_Exercise_. Locate every line in the material below that contains the string "statue", where case counts, and copy each such line.

============

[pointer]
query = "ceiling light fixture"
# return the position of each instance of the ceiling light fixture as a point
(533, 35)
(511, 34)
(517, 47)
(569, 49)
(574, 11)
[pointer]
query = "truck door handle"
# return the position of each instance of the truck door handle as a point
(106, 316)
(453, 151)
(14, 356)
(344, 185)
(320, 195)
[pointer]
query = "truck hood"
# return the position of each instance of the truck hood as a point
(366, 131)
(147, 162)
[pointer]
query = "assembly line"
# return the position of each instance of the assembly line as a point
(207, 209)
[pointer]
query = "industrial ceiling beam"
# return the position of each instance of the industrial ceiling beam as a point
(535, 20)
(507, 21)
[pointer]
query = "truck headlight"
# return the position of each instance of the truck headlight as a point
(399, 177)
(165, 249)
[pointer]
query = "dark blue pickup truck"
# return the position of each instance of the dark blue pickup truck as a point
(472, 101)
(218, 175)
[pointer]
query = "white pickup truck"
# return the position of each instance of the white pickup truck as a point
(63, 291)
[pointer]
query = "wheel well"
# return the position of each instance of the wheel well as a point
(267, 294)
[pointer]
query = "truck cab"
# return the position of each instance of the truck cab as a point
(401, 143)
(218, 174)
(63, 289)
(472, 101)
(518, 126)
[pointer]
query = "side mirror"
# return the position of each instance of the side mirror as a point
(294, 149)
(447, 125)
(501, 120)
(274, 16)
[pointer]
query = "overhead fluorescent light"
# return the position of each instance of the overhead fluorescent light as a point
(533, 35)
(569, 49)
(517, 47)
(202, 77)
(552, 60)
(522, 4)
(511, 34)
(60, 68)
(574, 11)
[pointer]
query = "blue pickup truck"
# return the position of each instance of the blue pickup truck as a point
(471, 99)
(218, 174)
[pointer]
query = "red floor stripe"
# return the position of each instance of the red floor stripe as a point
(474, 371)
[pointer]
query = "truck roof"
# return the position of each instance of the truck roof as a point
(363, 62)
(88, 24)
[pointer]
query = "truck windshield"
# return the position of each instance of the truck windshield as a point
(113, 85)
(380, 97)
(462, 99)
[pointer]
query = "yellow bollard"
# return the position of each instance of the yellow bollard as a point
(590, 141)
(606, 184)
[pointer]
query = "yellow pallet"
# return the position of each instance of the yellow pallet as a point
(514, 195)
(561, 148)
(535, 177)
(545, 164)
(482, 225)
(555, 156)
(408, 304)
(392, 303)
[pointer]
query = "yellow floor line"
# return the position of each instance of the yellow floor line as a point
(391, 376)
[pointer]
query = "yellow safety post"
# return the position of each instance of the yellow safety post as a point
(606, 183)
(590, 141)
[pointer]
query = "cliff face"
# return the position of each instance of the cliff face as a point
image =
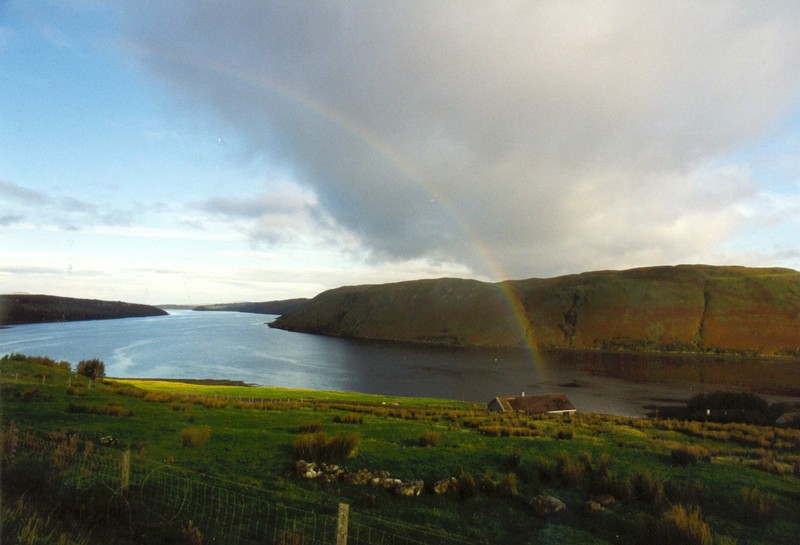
(29, 309)
(284, 306)
(688, 307)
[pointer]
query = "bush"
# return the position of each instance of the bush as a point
(349, 419)
(568, 471)
(682, 526)
(93, 368)
(685, 455)
(646, 488)
(757, 505)
(318, 447)
(467, 486)
(507, 486)
(429, 438)
(311, 427)
(195, 436)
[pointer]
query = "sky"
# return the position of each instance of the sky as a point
(195, 151)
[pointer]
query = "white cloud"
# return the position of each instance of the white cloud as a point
(560, 135)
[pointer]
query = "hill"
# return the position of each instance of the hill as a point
(116, 462)
(30, 309)
(685, 308)
(267, 307)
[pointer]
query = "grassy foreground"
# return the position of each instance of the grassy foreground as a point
(622, 480)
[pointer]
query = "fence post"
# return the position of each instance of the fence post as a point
(341, 524)
(125, 471)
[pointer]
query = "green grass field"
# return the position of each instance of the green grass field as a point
(744, 479)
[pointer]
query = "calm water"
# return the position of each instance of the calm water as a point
(238, 346)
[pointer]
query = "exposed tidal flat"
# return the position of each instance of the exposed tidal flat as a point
(238, 346)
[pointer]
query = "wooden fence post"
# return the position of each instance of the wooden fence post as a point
(125, 471)
(341, 524)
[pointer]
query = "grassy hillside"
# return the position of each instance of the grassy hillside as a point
(29, 309)
(284, 306)
(685, 308)
(663, 481)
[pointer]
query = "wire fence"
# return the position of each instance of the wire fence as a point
(148, 499)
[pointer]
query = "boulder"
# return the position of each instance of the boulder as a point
(603, 499)
(307, 470)
(591, 507)
(445, 486)
(360, 477)
(411, 488)
(545, 505)
(109, 441)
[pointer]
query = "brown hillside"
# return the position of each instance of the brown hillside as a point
(687, 307)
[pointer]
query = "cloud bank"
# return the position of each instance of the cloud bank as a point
(517, 138)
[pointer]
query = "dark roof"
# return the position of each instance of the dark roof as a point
(536, 404)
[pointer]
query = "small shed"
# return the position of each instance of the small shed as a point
(539, 404)
(791, 419)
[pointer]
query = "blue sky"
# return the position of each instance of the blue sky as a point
(197, 152)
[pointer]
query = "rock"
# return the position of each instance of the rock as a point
(445, 486)
(307, 470)
(603, 499)
(360, 477)
(109, 441)
(546, 505)
(411, 488)
(591, 507)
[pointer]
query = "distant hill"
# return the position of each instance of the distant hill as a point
(694, 308)
(267, 307)
(29, 309)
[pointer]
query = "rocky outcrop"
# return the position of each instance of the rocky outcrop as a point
(695, 308)
(543, 506)
(359, 477)
(31, 309)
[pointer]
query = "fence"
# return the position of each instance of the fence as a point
(151, 499)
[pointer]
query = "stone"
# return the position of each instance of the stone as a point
(603, 499)
(360, 477)
(545, 505)
(307, 470)
(591, 507)
(445, 486)
(411, 488)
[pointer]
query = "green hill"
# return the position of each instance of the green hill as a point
(30, 309)
(688, 308)
(284, 306)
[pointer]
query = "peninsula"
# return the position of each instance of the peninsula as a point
(687, 308)
(31, 309)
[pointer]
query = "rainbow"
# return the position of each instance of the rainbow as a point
(380, 146)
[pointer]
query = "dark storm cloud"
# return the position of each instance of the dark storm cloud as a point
(560, 135)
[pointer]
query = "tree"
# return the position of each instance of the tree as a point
(93, 368)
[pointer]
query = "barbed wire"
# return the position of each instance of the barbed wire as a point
(148, 495)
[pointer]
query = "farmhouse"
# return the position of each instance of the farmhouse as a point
(789, 419)
(541, 404)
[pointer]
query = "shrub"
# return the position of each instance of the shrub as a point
(564, 433)
(111, 410)
(568, 471)
(195, 436)
(349, 419)
(685, 455)
(467, 486)
(757, 505)
(311, 427)
(682, 526)
(93, 368)
(429, 438)
(507, 486)
(192, 534)
(646, 488)
(319, 447)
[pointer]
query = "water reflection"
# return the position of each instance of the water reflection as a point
(239, 346)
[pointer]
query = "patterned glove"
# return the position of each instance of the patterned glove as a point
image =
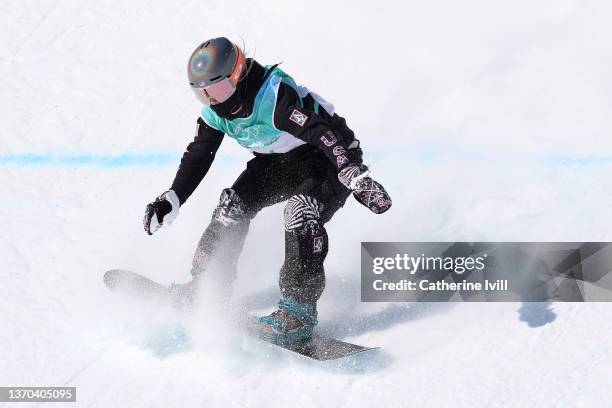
(161, 212)
(367, 191)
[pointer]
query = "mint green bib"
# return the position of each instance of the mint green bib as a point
(256, 130)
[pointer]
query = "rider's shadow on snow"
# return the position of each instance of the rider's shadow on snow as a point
(536, 314)
(354, 322)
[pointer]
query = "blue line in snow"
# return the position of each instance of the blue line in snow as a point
(109, 161)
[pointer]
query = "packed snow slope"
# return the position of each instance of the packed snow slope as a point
(486, 120)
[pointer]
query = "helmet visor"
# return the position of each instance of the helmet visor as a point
(216, 93)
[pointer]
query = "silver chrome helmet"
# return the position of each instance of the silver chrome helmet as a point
(214, 69)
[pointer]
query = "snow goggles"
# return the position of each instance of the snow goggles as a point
(222, 90)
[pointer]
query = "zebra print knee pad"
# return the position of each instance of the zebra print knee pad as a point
(302, 211)
(231, 208)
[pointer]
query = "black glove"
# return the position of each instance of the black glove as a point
(161, 212)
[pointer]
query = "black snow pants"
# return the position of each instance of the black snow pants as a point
(308, 182)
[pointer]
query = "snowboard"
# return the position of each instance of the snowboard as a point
(318, 347)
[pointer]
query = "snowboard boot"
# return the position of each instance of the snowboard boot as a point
(291, 323)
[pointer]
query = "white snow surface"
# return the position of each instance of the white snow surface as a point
(486, 120)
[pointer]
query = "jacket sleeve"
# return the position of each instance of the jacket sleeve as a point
(297, 116)
(196, 160)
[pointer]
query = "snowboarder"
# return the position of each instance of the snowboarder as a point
(305, 154)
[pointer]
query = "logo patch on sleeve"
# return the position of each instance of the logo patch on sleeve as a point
(328, 138)
(317, 245)
(298, 117)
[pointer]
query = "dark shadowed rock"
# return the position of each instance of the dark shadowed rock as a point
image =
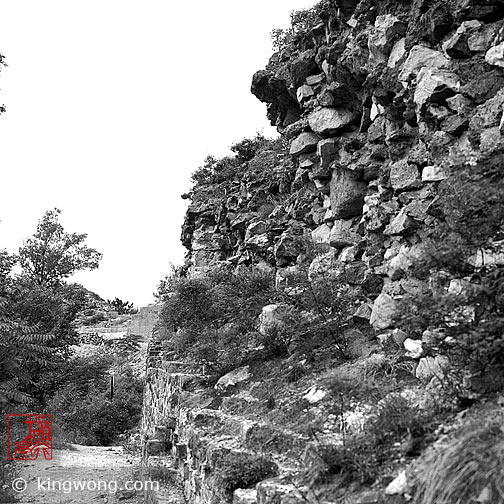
(304, 143)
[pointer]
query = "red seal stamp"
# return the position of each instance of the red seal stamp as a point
(29, 435)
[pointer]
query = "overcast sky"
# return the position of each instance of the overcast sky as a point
(111, 105)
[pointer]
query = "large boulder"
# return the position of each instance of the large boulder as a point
(434, 85)
(343, 234)
(384, 310)
(329, 121)
(404, 176)
(422, 57)
(346, 193)
(304, 143)
(386, 29)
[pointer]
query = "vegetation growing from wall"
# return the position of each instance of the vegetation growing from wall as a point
(464, 250)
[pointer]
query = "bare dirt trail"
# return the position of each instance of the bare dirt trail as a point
(81, 475)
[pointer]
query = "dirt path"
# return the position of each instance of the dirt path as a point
(81, 475)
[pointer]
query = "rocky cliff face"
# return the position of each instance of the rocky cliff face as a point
(375, 102)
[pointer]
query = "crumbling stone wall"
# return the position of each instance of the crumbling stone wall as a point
(377, 100)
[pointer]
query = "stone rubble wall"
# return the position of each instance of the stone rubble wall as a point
(377, 101)
(184, 434)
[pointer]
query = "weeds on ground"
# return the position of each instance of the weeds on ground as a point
(467, 468)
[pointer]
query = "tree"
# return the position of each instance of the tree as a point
(52, 254)
(122, 307)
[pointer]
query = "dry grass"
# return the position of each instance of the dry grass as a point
(468, 468)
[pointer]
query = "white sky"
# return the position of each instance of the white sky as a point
(111, 105)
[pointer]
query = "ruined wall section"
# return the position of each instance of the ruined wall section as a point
(375, 103)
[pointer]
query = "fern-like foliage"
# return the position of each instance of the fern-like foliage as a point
(21, 345)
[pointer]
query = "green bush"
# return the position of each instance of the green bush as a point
(212, 319)
(85, 411)
(395, 427)
(243, 470)
(301, 21)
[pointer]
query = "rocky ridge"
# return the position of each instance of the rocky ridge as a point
(376, 103)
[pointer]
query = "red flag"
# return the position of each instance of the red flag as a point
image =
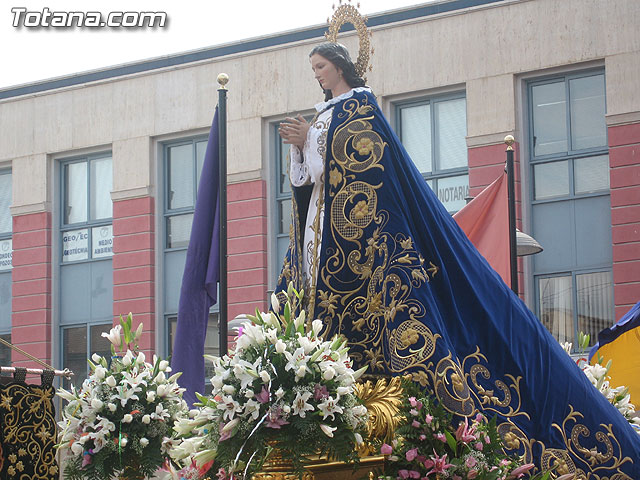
(485, 220)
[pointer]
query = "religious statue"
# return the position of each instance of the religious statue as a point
(382, 262)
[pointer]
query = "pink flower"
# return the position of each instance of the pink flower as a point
(465, 433)
(86, 459)
(275, 420)
(263, 396)
(411, 454)
(386, 449)
(224, 435)
(521, 470)
(439, 464)
(320, 392)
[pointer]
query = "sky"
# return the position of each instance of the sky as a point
(32, 54)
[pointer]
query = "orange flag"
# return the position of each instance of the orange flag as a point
(485, 220)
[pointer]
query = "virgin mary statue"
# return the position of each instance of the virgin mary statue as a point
(383, 263)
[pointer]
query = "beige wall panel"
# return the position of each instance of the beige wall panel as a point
(16, 128)
(53, 124)
(132, 164)
(32, 190)
(623, 83)
(244, 147)
(133, 107)
(265, 87)
(175, 101)
(93, 115)
(490, 105)
(206, 97)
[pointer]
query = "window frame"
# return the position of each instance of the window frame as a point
(437, 173)
(87, 326)
(7, 236)
(279, 196)
(89, 224)
(193, 140)
(570, 156)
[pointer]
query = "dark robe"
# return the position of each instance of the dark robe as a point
(397, 277)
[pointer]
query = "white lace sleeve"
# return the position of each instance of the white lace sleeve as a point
(299, 170)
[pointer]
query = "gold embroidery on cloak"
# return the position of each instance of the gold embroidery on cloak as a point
(387, 268)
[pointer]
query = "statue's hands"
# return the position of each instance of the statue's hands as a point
(294, 131)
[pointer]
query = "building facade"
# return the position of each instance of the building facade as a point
(99, 171)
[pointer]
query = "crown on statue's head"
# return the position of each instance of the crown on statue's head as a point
(347, 13)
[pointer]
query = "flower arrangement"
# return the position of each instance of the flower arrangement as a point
(428, 446)
(120, 421)
(597, 374)
(283, 389)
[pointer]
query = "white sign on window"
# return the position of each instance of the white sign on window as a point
(6, 255)
(75, 245)
(102, 241)
(452, 192)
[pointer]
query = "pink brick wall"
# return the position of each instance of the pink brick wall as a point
(624, 159)
(486, 164)
(31, 285)
(134, 264)
(247, 247)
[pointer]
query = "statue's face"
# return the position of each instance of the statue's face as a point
(325, 72)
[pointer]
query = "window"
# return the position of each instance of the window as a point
(6, 253)
(211, 344)
(86, 274)
(78, 344)
(433, 131)
(282, 199)
(183, 162)
(570, 204)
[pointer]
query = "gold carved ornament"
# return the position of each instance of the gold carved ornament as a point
(29, 431)
(347, 13)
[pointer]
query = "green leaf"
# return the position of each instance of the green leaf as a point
(451, 441)
(287, 312)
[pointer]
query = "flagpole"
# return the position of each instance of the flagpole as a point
(223, 78)
(513, 248)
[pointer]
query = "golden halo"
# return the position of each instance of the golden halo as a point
(347, 13)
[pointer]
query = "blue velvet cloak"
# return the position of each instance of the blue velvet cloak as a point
(397, 276)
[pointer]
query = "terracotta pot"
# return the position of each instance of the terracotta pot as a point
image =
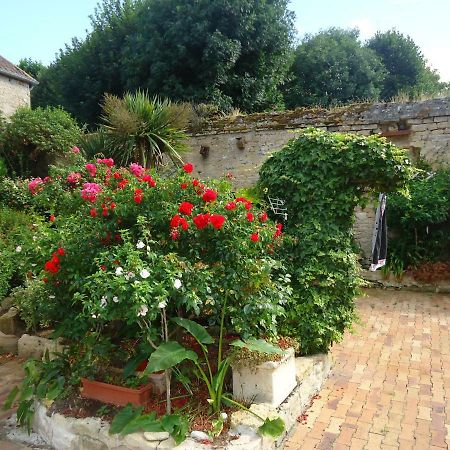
(117, 395)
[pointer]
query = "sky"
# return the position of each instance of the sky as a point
(39, 28)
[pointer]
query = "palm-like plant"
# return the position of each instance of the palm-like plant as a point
(139, 129)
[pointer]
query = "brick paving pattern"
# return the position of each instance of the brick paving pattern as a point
(390, 387)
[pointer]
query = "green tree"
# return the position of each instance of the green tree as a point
(233, 53)
(31, 67)
(332, 67)
(33, 137)
(407, 69)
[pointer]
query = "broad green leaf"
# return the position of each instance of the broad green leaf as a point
(10, 399)
(195, 329)
(124, 417)
(147, 422)
(272, 427)
(168, 355)
(258, 345)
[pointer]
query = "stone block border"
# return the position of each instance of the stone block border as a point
(66, 433)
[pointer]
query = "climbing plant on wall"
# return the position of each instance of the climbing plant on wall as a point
(323, 177)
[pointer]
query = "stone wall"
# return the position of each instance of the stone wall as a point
(241, 144)
(13, 94)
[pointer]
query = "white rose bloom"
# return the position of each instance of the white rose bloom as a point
(143, 311)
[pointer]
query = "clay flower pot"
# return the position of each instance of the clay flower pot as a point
(117, 395)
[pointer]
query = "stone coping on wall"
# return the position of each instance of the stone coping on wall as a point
(405, 282)
(339, 117)
(66, 433)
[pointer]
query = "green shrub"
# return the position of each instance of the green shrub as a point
(34, 136)
(323, 177)
(14, 193)
(420, 222)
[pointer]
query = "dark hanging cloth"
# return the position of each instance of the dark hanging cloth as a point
(379, 239)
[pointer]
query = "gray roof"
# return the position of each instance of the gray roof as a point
(10, 70)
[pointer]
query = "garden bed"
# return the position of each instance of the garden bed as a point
(66, 433)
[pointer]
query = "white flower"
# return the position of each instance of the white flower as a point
(143, 310)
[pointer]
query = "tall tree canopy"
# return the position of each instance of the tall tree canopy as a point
(332, 67)
(234, 53)
(407, 70)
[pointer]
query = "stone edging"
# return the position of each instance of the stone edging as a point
(66, 433)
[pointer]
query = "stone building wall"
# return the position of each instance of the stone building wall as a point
(241, 144)
(13, 94)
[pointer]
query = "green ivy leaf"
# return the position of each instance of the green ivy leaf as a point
(258, 345)
(168, 355)
(272, 427)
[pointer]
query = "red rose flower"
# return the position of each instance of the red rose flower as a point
(230, 206)
(217, 221)
(175, 222)
(138, 196)
(186, 208)
(201, 220)
(209, 195)
(183, 223)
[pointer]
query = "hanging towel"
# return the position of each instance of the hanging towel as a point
(379, 239)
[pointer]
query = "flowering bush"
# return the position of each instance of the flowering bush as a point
(135, 243)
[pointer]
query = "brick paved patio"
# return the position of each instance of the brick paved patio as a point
(390, 388)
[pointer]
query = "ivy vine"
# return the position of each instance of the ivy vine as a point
(322, 177)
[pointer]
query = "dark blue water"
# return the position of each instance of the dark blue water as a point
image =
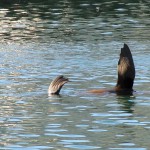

============

_Correct result_.
query = "religious statue"
# return the position of each instance of the religious statue as a point
query = "virgin mary statue"
# return the position of each instance of the virgin mary statue as a point
query = "statue's hands"
# return the position of each instance of the statue's hands as a point
query = "crown on statue's head"
# return the position of each instance of the crown on statue's head as a point
query = "statue's face"
# return the position of each instance of the statue's face as a point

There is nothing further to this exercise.